____ DOCUMENT EXCERPT

I'm a bit busy in the next few days with the bigscience first launch, but otherwise can work on it when I get some free time and we can of course ask the Deepspeed to help.

Once polished these would make a great article/blog_post.

stas00 commented 3 years ago

Just to update: I think we will get the best outcome if one or a few people with an actual need and hardware to match will post an issue and then we will work on solving it and while at it come up with the settings/guidelines for models in question.

Also I'm at the moment mostly busy with the bigscience project, which takes the lion's share of my time. So I'd be delighted to support someone with a need, but probably won't have enough incentive to carve out the time to act on both sides.

I hope this makes sense.

ZeyiLiao commented 2 years ago

Hi, I followed what you said here, but it said that "TypeError: issubclass() arg 1 must be a class". And even I replace the finetuner.py with run_seq2seq.py, it still doesn't work.

________

ASSIGNED TASK 1:
In the forum thread excerpt, what error message does ZeyiLiao report?
ASSIGNED TASK 2:
Using the forum thread excerpt, explain why stas00 prefers to support someone with an actual need instead of acting on both sides himself.

____ RECORD EXCERPTS

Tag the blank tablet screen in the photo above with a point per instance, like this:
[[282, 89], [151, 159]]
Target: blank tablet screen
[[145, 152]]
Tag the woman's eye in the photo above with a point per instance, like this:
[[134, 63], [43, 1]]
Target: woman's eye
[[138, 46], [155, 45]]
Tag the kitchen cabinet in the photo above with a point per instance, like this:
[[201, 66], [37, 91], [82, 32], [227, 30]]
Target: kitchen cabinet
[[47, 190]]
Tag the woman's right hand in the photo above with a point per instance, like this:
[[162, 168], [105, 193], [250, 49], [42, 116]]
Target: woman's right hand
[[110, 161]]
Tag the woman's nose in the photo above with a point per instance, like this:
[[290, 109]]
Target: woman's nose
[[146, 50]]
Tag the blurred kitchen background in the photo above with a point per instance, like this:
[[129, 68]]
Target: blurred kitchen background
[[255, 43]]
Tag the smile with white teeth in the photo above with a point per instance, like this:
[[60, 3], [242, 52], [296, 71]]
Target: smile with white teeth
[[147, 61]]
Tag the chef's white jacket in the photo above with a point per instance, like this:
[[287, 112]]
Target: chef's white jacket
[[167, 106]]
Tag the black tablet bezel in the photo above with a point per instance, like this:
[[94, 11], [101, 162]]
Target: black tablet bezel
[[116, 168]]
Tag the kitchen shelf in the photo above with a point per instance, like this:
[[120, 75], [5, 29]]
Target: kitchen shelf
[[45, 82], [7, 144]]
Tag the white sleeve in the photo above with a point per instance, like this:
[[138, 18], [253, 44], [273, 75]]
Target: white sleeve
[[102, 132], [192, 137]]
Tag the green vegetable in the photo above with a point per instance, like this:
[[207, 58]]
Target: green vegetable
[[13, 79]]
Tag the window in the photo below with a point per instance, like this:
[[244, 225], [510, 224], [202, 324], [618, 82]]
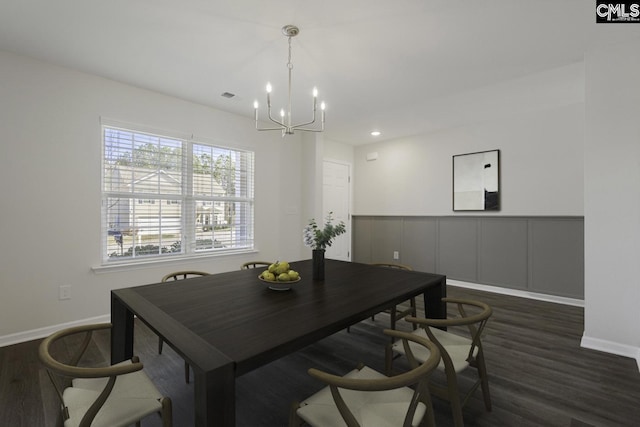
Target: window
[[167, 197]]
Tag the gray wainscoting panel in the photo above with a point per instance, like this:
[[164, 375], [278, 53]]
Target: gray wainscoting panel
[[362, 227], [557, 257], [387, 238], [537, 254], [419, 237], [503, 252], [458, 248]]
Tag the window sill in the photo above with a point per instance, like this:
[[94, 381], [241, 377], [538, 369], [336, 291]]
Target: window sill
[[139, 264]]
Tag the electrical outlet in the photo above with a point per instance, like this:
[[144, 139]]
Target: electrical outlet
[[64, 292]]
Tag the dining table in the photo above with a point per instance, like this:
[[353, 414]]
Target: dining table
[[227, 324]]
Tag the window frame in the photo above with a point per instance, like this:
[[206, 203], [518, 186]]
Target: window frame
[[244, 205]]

________
____ RECORD EXCERPTS

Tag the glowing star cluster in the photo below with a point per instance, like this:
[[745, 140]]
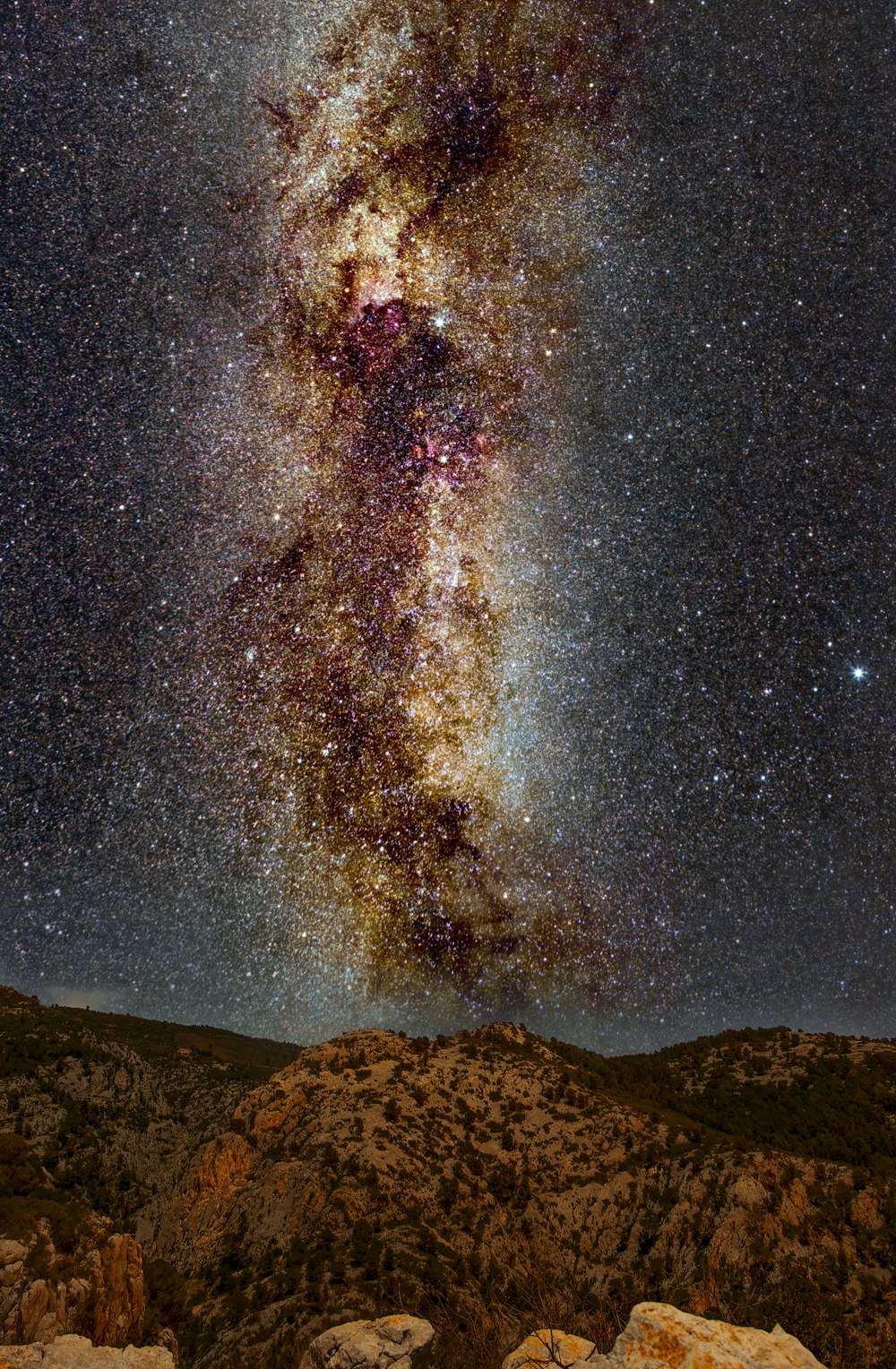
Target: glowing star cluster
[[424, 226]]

________
____ RECORD EXCERPTS

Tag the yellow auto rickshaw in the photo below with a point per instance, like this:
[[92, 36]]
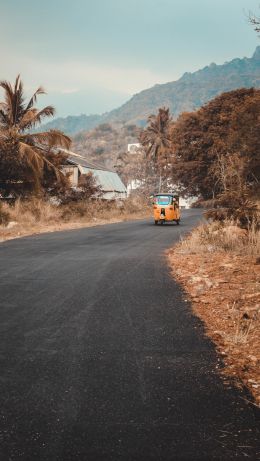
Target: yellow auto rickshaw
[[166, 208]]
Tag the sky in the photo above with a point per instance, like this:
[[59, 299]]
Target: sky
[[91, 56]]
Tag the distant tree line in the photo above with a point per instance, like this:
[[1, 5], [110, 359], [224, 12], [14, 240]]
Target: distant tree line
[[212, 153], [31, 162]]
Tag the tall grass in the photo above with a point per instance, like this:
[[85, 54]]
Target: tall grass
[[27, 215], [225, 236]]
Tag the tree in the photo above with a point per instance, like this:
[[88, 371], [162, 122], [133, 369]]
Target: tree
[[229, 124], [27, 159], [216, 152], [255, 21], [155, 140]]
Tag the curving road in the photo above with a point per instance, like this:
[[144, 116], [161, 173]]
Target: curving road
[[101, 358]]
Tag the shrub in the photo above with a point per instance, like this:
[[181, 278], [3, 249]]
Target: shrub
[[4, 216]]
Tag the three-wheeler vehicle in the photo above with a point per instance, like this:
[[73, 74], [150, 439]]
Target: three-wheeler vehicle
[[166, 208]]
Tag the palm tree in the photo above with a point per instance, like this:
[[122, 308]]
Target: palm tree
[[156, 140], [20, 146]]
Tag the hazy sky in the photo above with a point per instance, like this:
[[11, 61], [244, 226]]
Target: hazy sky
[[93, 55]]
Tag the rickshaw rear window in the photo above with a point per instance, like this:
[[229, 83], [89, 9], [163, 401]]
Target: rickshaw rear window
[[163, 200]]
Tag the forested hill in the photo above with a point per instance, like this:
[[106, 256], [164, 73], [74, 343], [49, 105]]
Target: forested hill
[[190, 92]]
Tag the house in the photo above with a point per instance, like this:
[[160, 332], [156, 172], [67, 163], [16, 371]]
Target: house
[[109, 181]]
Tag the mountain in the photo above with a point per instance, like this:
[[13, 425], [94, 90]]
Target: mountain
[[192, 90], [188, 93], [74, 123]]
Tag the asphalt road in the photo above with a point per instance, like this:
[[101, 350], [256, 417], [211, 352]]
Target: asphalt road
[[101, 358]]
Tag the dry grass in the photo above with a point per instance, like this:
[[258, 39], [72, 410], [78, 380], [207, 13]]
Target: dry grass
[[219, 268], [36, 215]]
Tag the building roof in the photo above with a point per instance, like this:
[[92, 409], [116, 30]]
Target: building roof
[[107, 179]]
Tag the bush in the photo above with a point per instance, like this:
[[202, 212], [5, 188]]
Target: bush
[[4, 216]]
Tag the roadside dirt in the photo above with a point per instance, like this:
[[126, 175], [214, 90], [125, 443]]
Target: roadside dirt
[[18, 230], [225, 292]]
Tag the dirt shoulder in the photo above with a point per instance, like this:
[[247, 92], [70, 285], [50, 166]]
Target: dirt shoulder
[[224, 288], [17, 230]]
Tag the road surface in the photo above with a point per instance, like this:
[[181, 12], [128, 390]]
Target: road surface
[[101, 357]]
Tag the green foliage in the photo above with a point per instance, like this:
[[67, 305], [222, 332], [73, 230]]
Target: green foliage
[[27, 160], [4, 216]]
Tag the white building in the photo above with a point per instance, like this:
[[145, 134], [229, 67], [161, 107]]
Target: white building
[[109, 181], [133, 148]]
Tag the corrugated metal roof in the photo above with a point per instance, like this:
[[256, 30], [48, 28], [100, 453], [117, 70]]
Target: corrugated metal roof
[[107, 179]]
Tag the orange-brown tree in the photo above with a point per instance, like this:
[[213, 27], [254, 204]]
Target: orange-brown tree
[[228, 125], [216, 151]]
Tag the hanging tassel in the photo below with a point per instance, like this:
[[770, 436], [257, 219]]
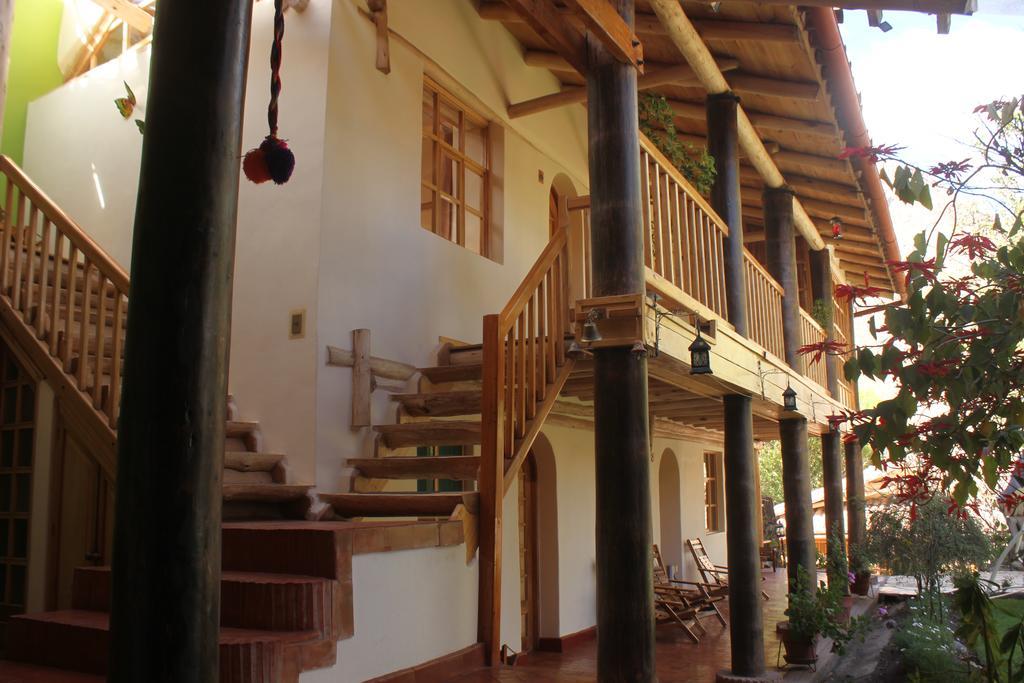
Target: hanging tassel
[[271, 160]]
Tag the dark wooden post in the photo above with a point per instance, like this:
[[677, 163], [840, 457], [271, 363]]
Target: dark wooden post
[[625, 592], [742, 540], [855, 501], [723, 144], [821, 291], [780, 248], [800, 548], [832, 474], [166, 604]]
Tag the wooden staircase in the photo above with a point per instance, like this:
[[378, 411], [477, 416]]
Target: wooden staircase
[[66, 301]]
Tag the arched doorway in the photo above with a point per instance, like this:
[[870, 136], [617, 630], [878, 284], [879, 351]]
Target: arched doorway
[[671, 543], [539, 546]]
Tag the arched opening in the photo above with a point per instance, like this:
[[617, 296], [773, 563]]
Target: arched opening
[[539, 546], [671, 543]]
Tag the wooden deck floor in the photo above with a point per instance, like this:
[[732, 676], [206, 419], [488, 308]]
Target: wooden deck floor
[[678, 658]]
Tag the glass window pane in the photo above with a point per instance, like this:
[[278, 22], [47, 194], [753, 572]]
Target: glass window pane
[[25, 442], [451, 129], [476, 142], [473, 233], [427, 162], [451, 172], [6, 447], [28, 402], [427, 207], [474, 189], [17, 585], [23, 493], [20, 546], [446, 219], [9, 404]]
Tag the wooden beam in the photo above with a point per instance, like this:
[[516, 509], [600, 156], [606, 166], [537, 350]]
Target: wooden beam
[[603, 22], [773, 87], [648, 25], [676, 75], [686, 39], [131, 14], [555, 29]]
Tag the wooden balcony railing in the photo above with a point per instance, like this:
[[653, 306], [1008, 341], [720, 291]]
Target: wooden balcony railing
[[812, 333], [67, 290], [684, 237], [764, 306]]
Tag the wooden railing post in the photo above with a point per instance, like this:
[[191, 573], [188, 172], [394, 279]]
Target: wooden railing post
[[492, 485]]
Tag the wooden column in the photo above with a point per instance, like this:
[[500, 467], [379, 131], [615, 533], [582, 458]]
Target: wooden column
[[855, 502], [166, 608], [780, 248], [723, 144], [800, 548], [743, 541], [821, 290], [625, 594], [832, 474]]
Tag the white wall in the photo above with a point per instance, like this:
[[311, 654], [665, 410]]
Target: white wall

________

EXERCISE RESULT 1:
"TypeError: issubclass() arg 1 must be a class"

EXERCISE RESULT 2:
He believes the best outcome comes when one or a few people with an actual need and matching hardware post an issue, so the problem can be solved and settings or guidelines for those models worked out along the way. He is also mostly busy with the bigscience project, which takes the lion's share of his time, so he probably lacks the incentive to carve out time for both sides.